RECORD LIST

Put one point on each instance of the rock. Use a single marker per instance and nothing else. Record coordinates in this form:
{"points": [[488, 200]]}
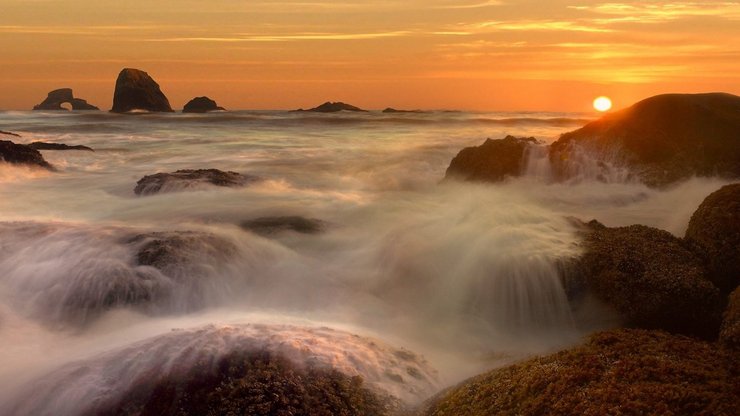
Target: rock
{"points": [[201, 105], [662, 139], [56, 98], [492, 161], [9, 133], [330, 107], [714, 234], [190, 179], [273, 225], [393, 110], [57, 146], [650, 277], [19, 154], [622, 372], [136, 90], [729, 334]]}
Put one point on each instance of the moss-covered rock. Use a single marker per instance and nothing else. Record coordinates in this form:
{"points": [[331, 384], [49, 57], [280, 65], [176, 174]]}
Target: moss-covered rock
{"points": [[650, 278], [714, 234], [729, 334], [622, 372], [251, 383]]}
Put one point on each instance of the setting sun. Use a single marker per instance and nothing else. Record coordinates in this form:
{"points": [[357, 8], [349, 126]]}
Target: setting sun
{"points": [[602, 103]]}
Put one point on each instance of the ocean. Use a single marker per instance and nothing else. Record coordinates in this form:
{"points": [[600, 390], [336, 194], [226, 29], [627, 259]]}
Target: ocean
{"points": [[461, 277]]}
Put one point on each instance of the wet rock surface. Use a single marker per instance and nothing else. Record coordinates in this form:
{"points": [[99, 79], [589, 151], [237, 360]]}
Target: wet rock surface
{"points": [[714, 234], [625, 371], [57, 146], [186, 179], [19, 154], [201, 105], [136, 90], [492, 161], [274, 225]]}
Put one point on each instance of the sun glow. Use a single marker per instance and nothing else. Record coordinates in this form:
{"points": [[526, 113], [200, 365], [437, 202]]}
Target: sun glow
{"points": [[602, 104]]}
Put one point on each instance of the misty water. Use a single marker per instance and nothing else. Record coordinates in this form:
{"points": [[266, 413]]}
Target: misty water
{"points": [[410, 275]]}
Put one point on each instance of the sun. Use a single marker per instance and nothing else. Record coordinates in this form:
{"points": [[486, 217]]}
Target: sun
{"points": [[602, 103]]}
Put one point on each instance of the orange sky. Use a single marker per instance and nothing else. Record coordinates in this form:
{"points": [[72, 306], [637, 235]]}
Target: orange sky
{"points": [[463, 54]]}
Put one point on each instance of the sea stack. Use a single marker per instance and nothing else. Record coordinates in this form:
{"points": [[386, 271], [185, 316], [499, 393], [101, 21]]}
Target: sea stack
{"points": [[201, 105], [136, 90], [56, 98]]}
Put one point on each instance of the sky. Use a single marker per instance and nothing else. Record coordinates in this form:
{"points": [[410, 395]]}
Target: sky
{"points": [[483, 55]]}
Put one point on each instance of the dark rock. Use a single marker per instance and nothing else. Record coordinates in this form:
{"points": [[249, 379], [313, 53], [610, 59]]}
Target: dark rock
{"points": [[331, 107], [251, 383], [56, 98], [662, 139], [201, 105], [20, 154], [650, 277], [714, 234], [9, 133], [190, 179], [492, 161], [393, 110], [273, 225], [136, 90], [626, 372], [729, 334], [57, 146]]}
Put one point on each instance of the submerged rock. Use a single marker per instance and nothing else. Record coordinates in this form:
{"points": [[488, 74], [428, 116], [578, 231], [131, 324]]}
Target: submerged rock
{"points": [[57, 146], [201, 105], [56, 98], [729, 334], [136, 90], [492, 161], [714, 234], [650, 277], [257, 369], [185, 179], [19, 154], [662, 139], [630, 372], [333, 107], [274, 225]]}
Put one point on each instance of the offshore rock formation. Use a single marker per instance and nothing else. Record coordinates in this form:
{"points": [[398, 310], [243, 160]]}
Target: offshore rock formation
{"points": [[629, 372], [274, 225], [56, 98], [201, 105], [19, 154], [136, 90], [186, 179], [662, 139], [650, 277], [492, 161], [57, 146], [333, 107], [714, 234]]}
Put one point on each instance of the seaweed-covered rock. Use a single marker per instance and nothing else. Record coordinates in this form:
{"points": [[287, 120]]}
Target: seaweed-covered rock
{"points": [[662, 139], [56, 98], [729, 334], [19, 154], [273, 225], [57, 146], [136, 90], [201, 105], [626, 372], [714, 233], [333, 107], [650, 278], [185, 179], [492, 161]]}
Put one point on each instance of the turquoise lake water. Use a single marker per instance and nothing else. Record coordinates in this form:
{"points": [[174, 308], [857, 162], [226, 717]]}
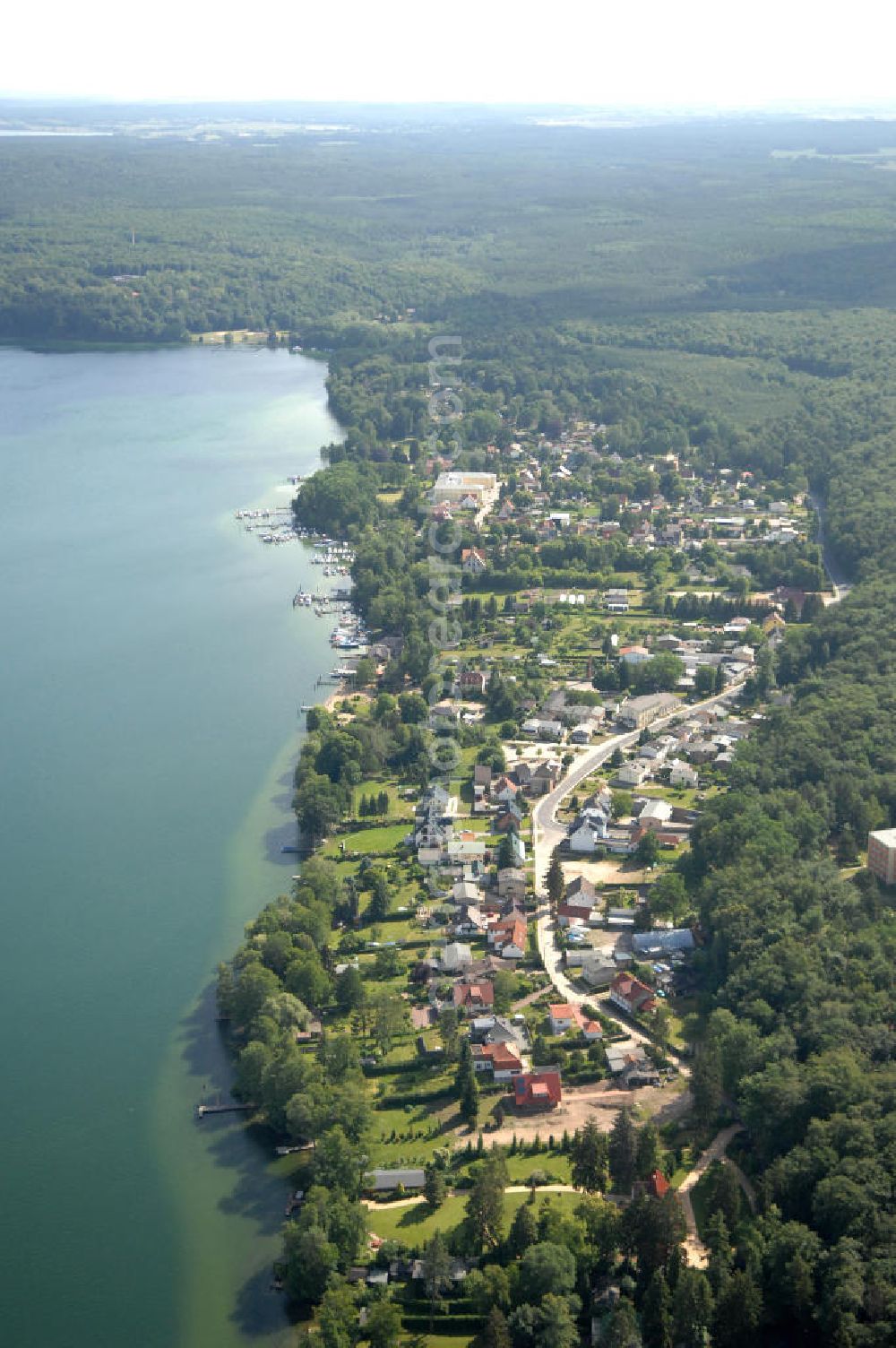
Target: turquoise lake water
{"points": [[151, 674]]}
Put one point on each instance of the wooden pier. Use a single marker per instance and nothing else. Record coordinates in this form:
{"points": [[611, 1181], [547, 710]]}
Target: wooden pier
{"points": [[201, 1110]]}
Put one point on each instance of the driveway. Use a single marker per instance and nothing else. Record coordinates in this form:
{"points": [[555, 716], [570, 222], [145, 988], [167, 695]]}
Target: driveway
{"points": [[547, 834]]}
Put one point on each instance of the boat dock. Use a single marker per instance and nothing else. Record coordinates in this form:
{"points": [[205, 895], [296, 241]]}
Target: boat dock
{"points": [[201, 1110]]}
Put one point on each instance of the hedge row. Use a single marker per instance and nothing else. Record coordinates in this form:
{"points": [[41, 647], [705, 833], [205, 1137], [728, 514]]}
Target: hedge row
{"points": [[444, 1324], [398, 1102]]}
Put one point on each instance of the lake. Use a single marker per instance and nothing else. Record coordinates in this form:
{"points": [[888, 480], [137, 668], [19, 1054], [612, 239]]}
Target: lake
{"points": [[152, 669]]}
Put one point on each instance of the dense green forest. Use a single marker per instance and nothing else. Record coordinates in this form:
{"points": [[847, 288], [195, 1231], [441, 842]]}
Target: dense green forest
{"points": [[685, 288]]}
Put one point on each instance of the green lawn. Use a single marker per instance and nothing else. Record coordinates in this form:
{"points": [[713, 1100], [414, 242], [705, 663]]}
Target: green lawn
{"points": [[383, 839], [417, 1224]]}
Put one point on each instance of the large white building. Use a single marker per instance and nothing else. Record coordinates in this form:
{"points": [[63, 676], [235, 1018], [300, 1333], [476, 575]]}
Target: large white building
{"points": [[882, 855], [454, 488]]}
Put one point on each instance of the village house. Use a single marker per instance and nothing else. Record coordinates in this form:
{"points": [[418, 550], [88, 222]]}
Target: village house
{"points": [[456, 487], [511, 883], [537, 1091], [507, 938], [655, 816], [581, 888], [470, 684], [502, 1059], [510, 817], [518, 850], [456, 956], [575, 910], [473, 561], [385, 1181], [633, 774], [633, 995], [564, 1016], [545, 777], [682, 774], [670, 941], [473, 998]]}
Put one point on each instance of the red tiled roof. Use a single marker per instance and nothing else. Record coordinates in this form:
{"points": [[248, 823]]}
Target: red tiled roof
{"points": [[658, 1184]]}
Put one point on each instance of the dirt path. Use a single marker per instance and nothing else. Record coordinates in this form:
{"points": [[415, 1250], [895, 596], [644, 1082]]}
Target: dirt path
{"points": [[694, 1247]]}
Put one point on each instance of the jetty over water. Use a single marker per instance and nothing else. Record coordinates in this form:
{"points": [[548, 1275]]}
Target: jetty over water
{"points": [[201, 1110]]}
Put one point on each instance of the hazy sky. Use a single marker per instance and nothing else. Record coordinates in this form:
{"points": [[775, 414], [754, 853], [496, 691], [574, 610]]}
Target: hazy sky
{"points": [[628, 51]]}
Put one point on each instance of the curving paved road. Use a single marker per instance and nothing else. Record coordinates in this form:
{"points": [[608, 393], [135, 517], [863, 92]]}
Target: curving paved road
{"points": [[697, 1252], [547, 834]]}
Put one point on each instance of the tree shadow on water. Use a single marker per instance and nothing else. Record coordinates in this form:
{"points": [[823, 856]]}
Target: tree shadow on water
{"points": [[259, 1309]]}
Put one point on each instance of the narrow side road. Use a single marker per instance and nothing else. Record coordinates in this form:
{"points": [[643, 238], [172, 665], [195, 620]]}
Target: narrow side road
{"points": [[697, 1251]]}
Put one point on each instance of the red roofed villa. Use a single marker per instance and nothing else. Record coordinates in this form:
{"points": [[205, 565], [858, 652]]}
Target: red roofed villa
{"points": [[633, 995], [473, 997], [564, 1015], [538, 1091]]}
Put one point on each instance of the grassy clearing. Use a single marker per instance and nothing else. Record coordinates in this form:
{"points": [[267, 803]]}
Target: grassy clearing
{"points": [[417, 1224], [377, 840]]}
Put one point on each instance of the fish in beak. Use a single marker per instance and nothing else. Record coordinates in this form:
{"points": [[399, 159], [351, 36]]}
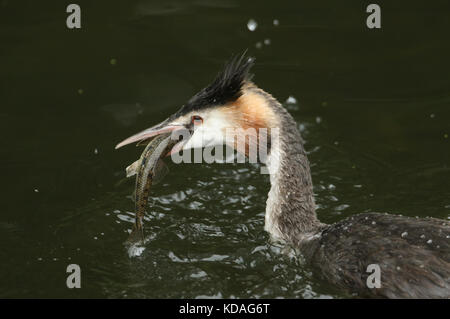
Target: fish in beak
{"points": [[164, 127], [206, 116]]}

DESCRIPTION OF THE TASK
Extract only the lines from the one that contains "Put one point on each instance of the dirt" through the end of the records, inclusive, and omit every picture.

EXPECTED OUTPUT
Put one point on each instance of the dirt path. Use a single marker per instance and nothing else. Record coordinates in this form:
{"points": [[415, 1250], [895, 596], [644, 1082]]}
Target: dirt path
{"points": [[694, 1247]]}
Put one point on each instance of the jetty over water. Use a single marker per instance and nothing else. Record coordinates in this form:
{"points": [[548, 1275]]}
Target: jetty over water
{"points": [[201, 1110]]}
Put one point on each instance of the hazy sky. Use a single marker per instance and nothing else. Record coordinates in this form:
{"points": [[775, 414], [754, 853], [496, 691], [574, 610]]}
Target: hazy sky
{"points": [[628, 51]]}
Put one point on each instance of the curving paved road. Use a single marker per instance and nothing else. Record coordinates in this form:
{"points": [[608, 393], [135, 517], [863, 92]]}
Target: curving paved road
{"points": [[697, 1252], [547, 834]]}
Put one point on each instance of the tree shadow on water. Use a single marker per instance and nothing else. Record coordinates in this form:
{"points": [[823, 856]]}
Target: tree shadow on water
{"points": [[259, 1309]]}
Put one point on each instance of the narrow side road. Use a single marker per instance and nothing else. Record coordinates in this form:
{"points": [[643, 238], [172, 665], [195, 620]]}
Target: narrow side road
{"points": [[697, 1251]]}
Put one point on each instance of the red roofed villa. Use a single marker per instance and nothing else. Record coordinates in this form:
{"points": [[205, 565], [858, 652]]}
Target: red roofed villa
{"points": [[633, 995], [473, 997], [564, 1015], [538, 1091]]}
Put one point on each instance of the grassy clearing. Use a single marker per instance and nothing else. Record coordinates in this form:
{"points": [[267, 803]]}
Target: grassy clearing
{"points": [[417, 1224], [377, 840]]}
Put one point on each instance of the fish in beak. Use a single marker per instance and nothing else. Record coordinates in this form:
{"points": [[399, 159], [351, 36]]}
Target: fish in beak
{"points": [[164, 127], [206, 116]]}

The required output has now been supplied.